*Exercise task*
In the material below, put the part that opens with the line containing "Locate striped necktie." and closes with the line containing "[0,166,618,410]" into a JSON list of strings, one string per line, with both of those lines included and any blank lines left out.

⟨

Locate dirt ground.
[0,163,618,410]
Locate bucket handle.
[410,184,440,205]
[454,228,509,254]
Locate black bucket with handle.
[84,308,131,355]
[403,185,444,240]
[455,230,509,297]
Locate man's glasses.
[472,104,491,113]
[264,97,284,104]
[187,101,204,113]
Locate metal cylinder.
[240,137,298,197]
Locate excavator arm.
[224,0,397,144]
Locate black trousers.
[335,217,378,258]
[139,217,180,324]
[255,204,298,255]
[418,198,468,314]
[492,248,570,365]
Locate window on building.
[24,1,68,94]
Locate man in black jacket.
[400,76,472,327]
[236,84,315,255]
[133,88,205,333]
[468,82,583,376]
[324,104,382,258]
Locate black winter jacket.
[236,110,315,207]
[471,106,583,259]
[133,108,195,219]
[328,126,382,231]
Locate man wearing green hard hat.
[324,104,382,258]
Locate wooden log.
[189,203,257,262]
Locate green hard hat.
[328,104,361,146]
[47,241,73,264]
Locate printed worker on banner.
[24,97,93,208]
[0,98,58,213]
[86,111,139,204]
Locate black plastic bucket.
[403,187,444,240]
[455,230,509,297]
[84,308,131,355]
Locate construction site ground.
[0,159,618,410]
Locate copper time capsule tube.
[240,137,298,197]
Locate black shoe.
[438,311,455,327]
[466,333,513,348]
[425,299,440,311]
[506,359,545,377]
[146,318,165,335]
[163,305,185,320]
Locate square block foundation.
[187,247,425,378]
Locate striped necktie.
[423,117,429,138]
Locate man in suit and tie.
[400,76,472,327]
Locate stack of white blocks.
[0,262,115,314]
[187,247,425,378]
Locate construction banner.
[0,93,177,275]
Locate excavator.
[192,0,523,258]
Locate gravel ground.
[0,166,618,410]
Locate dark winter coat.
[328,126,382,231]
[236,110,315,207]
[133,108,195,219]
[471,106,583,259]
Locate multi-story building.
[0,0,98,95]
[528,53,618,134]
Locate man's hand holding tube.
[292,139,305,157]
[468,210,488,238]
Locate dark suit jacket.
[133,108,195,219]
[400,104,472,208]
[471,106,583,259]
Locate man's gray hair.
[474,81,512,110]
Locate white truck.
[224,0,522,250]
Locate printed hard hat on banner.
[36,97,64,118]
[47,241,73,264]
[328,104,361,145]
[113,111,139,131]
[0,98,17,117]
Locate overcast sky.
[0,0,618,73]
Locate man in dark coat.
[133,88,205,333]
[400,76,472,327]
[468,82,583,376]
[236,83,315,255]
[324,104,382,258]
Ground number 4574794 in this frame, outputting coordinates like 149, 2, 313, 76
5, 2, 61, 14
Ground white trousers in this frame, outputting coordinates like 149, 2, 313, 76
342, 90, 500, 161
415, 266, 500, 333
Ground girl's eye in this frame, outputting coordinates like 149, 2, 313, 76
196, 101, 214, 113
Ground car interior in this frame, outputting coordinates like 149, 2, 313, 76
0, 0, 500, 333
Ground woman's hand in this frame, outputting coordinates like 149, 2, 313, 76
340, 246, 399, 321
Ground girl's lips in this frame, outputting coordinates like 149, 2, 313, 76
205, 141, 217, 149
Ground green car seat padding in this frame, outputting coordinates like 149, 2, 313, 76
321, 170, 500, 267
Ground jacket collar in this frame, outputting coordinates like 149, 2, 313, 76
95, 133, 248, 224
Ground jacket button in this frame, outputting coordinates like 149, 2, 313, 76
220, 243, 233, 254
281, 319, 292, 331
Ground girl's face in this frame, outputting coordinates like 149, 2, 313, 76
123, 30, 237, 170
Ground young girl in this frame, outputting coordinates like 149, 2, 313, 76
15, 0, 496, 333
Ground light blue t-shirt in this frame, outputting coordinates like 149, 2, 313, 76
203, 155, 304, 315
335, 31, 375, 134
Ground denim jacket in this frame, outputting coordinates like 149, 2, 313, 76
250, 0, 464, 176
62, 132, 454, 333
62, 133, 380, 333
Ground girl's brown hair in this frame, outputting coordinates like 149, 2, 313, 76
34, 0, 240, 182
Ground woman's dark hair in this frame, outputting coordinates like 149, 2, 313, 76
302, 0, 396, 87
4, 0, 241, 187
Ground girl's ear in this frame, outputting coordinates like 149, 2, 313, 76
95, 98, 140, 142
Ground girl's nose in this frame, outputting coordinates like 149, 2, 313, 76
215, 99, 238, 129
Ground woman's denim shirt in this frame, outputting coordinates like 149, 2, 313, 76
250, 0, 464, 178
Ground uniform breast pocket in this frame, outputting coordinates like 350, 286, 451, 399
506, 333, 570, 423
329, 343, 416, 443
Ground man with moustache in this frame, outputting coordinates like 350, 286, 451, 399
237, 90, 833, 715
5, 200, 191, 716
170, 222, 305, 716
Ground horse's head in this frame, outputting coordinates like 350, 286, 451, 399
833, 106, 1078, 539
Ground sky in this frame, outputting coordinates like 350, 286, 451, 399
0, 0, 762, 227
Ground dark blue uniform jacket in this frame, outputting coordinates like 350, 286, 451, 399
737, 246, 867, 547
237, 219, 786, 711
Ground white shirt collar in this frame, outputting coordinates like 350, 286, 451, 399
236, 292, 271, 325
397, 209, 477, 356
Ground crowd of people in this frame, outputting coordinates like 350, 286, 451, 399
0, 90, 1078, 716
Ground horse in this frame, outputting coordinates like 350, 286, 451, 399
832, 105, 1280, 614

⟩

*Exercise answer*
[
  "Locate striped necktie.",
  "[423,117,429,138]",
  "Locate man in suit and tie.",
  "[400,76,472,327]",
  "Locate stack of white blocks.",
  "[0,262,115,314]",
  "[187,247,425,378]",
  "Locate construction banner.",
  "[0,93,177,275]",
  "Locate excavator.",
  "[192,0,523,258]",
  "Locate gravel ground.",
  "[0,166,618,410]"
]